**WRITTEN REQUEST**
Could you copy every row below word for word, leaving the pictures out?

**MATERIAL FOR THIS TASK**

────────

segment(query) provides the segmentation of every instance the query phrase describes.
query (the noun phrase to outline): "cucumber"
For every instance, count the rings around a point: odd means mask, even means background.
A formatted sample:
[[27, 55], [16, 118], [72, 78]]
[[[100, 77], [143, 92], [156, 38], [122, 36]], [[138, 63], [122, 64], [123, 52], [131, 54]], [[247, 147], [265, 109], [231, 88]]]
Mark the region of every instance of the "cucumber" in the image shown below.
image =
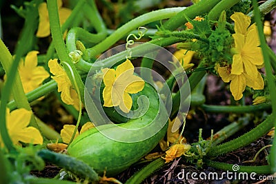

────────

**FINISHED TASK**
segment(query) provides the segmentation of every instance the query phrase describes.
query (the noun phrase to outline): "cucumber"
For every instance, count the rings around a point: odd means mask, even means background.
A formatted sample:
[[27, 55], [16, 118], [72, 78]]
[[[100, 77], [143, 92], [156, 38], [122, 36]], [[138, 63], [122, 64], [123, 52], [131, 54]], [[247, 147], [265, 109], [231, 88]]]
Mark the region of every instance of the "cucumber" in the image shown below.
image =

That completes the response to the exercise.